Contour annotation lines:
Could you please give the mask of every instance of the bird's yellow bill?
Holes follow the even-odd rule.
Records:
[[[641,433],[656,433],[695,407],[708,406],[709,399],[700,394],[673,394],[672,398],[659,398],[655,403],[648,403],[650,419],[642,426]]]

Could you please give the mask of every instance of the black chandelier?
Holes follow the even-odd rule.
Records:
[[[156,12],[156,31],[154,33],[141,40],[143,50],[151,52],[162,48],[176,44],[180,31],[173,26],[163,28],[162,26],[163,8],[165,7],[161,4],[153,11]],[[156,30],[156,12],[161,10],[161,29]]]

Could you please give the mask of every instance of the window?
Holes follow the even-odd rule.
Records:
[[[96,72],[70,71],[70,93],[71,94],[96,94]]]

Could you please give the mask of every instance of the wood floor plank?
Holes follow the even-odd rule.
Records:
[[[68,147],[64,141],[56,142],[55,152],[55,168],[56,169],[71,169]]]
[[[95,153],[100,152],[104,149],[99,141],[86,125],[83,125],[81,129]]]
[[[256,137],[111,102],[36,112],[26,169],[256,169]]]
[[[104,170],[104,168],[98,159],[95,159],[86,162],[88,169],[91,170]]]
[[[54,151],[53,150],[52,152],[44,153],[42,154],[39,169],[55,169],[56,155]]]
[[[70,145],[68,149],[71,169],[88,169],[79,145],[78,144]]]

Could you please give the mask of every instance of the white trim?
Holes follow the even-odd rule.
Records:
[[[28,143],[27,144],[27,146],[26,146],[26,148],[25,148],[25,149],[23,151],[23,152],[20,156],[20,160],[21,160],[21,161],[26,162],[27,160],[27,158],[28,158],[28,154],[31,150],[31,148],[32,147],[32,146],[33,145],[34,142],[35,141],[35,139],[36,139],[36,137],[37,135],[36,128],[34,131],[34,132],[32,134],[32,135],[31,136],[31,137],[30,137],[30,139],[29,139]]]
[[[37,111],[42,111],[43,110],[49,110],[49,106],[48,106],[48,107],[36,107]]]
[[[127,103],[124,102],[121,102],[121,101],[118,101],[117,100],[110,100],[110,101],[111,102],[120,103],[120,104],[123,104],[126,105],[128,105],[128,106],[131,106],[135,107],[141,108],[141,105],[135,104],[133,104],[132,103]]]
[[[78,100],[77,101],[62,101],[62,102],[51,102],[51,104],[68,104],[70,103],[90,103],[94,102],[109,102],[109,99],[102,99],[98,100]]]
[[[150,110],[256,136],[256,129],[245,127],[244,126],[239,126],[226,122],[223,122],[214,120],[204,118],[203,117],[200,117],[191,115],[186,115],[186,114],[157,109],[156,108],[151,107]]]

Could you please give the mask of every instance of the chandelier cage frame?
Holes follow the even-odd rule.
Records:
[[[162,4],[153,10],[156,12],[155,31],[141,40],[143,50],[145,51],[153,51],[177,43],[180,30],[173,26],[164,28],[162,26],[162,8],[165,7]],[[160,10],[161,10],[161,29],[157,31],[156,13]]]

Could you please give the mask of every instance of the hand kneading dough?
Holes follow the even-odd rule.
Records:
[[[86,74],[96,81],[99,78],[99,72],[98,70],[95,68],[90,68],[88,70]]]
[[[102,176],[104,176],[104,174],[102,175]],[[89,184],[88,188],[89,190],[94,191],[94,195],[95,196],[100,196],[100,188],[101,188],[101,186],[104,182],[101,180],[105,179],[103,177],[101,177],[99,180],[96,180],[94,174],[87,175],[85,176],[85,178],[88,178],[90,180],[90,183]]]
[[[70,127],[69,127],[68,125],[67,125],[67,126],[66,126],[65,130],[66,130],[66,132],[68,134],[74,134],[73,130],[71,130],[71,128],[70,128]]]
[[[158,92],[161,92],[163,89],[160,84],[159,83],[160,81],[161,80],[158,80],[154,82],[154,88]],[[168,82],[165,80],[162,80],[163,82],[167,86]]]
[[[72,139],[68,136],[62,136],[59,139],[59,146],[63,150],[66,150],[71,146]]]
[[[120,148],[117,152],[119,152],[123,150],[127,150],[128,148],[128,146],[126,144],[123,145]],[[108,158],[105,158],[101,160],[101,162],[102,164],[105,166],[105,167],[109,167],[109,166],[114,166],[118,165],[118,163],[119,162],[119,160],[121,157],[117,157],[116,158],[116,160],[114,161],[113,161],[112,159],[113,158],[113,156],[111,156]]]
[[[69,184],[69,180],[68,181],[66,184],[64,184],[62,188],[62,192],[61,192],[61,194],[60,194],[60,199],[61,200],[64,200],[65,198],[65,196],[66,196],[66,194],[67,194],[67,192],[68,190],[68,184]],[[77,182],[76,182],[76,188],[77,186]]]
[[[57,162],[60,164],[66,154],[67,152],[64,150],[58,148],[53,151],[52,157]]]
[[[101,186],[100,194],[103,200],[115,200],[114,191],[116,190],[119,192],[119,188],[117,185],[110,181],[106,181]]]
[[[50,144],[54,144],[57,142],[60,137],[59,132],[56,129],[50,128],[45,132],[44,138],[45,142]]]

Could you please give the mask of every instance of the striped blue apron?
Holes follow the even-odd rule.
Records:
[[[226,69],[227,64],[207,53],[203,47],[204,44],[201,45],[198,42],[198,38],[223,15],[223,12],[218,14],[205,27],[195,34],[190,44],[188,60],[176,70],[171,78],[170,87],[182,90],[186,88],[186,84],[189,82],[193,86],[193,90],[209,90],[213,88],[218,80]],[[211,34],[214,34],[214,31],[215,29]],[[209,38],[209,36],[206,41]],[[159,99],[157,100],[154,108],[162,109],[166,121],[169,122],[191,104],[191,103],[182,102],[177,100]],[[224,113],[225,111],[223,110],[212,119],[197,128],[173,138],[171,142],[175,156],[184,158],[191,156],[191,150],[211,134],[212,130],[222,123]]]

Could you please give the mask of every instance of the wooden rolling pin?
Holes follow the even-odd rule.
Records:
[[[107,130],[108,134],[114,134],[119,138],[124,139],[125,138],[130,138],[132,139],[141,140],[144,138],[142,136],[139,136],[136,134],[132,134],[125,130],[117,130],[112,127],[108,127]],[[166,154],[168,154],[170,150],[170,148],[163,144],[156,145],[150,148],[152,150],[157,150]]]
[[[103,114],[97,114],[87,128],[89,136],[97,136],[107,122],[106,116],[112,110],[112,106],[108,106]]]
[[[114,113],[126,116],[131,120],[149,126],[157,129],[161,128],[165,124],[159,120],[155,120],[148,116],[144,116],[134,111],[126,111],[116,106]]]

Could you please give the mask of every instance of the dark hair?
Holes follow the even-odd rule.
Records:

**Stated exercise:** State how many of the lines above contain the word "chandelier", replying with the number alone.

**Solution to the problem:** 2